(Text section Opens)

This Research Topic is part of the Translational Side of Emerging Invasive and Non-Invasive Stimulation Therapies series:
Translational Side of Emerging Invasive and Non-Invasive Stimulation Therapies, Volume IIn the past decade, neuroscience research has witnessed dramatic progress in the field of neuromodulation, a medical stimulation technology acting on nerves. It relies on the delivery of electrical stimuli to alter nerve activity/targeted areas. Being a non-drug-based therapy, it is generally safe and, in particular, does not have the side effects of pharmacological treatments (eg biologics, immunosuppressants).
Progress in the field is evidenced by the establishment of various funding programs such as the NIH SPARC (stimulating peripheral activities to relieve conditions) program and the DARPA’s Electrical Prescriptions (ElectRx) program, as well as intensive research on fundamentals, technological development, and emerging clinical applications of neuromodulation.
Indeed, based on the anti-inflammatory (eg anti-TNF), anti-depressive, anti-nociceptive role of the autonomic nervous system, neuromodulation opens new therapeutic avenues in the domain of chronic inflammatory diseases, such as inflammatory bowel diseases (IBD; Crohn’s disease and ulcerative colitis) rheumatoid arthritis (RA) and others immune-mediated diseases, but also chronic pain disorders such as irritable bowel syndrome, fibromyalgia, and others. In particular, neuromodulation of the autonomic nervous system (eg vagal nerve stimulation) is able to restore an imbalance of the equilibrium between the sympathetic and vagal system. In addition, through its central effect on neuronal plasticity and pathways involved in the control of inflammation, pain, and others, neuromodulation has tremendous implications in neurological diseases. The autonomic nervous system is also involved in interoceptive awareness which is perturbated in numerous conditions and restoring interoception is of interest.

(Text section Closes)
(Extracted data Opens)

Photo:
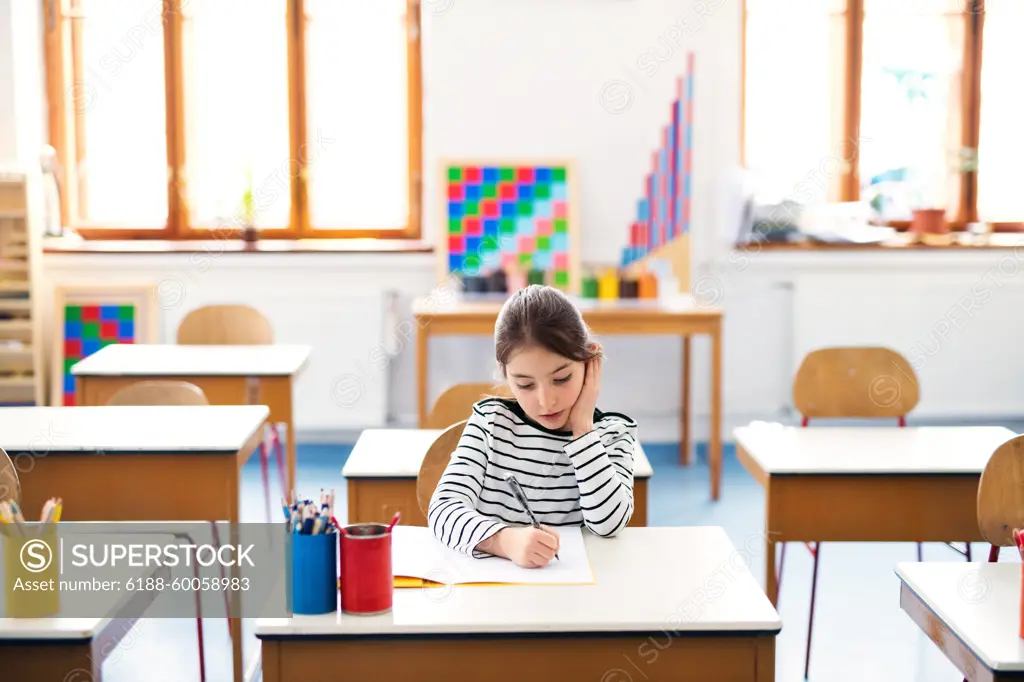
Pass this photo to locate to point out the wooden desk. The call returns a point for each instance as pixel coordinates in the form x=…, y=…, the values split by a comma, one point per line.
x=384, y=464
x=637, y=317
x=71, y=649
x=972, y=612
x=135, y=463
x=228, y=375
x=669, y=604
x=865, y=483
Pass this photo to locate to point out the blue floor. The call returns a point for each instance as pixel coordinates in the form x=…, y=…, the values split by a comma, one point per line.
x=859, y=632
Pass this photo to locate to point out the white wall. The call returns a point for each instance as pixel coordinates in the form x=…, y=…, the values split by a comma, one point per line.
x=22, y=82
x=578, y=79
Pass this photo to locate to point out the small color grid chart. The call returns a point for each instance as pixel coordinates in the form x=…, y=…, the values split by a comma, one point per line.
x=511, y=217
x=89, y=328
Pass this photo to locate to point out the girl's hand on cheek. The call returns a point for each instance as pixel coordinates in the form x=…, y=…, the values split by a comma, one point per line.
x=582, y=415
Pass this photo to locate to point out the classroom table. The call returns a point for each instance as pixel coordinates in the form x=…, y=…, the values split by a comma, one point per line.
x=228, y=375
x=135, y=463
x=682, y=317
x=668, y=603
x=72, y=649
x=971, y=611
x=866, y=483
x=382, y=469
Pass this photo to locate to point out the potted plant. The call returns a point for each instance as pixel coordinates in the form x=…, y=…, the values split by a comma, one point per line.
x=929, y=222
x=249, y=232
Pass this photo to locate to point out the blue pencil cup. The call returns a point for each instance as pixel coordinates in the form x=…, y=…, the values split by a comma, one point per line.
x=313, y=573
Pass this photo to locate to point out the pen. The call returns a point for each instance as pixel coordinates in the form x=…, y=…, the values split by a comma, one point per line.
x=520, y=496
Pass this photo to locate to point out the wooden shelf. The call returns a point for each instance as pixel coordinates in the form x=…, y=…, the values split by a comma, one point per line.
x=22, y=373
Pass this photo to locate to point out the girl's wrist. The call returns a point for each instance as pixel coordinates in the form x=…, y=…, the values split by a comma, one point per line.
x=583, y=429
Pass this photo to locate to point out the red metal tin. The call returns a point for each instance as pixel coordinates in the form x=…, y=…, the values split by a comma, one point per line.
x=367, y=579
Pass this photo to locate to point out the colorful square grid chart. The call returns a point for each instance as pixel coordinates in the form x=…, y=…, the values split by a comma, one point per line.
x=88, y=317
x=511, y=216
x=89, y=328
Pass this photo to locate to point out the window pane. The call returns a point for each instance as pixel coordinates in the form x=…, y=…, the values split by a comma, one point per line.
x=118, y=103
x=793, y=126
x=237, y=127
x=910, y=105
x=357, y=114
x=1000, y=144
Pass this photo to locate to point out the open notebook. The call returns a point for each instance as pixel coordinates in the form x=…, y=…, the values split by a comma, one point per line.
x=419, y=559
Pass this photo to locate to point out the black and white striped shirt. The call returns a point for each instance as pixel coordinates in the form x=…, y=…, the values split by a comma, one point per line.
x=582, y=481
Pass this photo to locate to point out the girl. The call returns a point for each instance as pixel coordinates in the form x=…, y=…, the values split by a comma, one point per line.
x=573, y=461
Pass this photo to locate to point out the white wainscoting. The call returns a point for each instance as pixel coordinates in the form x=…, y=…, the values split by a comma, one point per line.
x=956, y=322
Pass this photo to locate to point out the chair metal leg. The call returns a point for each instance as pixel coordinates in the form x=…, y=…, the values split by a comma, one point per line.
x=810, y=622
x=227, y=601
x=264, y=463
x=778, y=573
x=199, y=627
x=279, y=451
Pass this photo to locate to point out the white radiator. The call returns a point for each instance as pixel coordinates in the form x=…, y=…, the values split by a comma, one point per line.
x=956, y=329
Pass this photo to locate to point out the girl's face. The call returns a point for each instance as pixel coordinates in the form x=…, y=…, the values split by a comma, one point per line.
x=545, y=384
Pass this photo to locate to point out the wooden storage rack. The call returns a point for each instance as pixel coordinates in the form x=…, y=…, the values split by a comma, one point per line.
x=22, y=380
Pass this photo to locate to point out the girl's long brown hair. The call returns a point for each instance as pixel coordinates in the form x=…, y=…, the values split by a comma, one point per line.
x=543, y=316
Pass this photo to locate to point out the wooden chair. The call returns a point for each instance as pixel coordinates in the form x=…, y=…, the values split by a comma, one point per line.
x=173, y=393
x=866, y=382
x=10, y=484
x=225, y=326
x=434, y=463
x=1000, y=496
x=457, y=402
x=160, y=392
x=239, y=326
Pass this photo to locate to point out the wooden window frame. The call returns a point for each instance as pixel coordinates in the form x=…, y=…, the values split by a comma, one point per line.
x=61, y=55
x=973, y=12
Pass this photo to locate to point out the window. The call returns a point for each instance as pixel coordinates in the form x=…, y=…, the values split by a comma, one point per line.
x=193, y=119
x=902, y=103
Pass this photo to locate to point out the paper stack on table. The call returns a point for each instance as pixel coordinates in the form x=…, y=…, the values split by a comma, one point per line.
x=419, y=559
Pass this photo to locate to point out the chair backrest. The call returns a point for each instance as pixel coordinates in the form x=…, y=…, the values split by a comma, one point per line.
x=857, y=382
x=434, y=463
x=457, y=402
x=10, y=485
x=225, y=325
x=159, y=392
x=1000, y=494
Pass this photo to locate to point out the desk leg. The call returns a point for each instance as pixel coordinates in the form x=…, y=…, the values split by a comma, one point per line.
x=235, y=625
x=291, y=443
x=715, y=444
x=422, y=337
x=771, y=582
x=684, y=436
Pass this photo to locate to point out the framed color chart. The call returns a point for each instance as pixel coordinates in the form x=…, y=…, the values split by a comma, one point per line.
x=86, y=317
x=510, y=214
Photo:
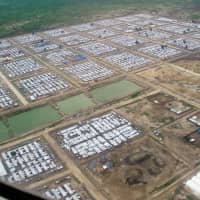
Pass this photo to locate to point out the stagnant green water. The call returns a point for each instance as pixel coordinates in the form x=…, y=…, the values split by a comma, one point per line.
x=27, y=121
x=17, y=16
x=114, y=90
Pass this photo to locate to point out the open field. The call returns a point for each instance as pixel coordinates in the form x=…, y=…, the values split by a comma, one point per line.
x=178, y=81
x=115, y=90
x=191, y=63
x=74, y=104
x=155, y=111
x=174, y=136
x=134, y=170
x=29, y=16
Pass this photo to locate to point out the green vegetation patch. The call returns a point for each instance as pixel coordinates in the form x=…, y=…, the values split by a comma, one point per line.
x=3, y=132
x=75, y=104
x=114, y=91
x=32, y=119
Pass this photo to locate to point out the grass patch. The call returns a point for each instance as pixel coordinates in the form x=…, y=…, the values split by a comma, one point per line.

(Extracted data Closes)

#### Problems and tasks
[1] Decide whether each statement agrees with the neuromodulation text: (a) neuromodulation works by delivering electrical stimuli; (b) neuromodulation has the side effects of biologics; (c) the DARPA program named in the text is called SPARC. Answer each with yes or no and quote the deciding words of the text.
[2] Please reproduce the part of the neuromodulation text that opens with the words containing "This Research Topic" and closes with "(eg biologics, immunosuppressants).".
These entries are separate material, apart from the neuromodulation text.

#### Answers provided
[1]
(a) Yes: "It relies on the delivery of electrical stimuli to alter nerve activity/targeted areas."
(b) No: "does not have the side effects of pharmacological treatments (eg biologics, immunosuppressants)."
(c) No: "the DARPA’s Electrical Prescriptions (ElectRx) program"

[2]
This Research Topic is part of the Translational Side of Emerging Invasive and Non-Invasive Stimulation Therapies series:
Translational Side of Emerging Invasive and Non-Invasive Stimulation Therapies, Volume IIn the past decade, neuroscience research has witnessed dramatic progress in the field of neuromodulation, a medical stimulation technology acting on nerves. It relies on the delivery of electrical stimuli to alter nerve activity/targeted areas. Being a non-drug-based therapy, it is generally safe and, in particular, does not have the side effects of pharmacological treatments (eg biologics, immunosuppressants).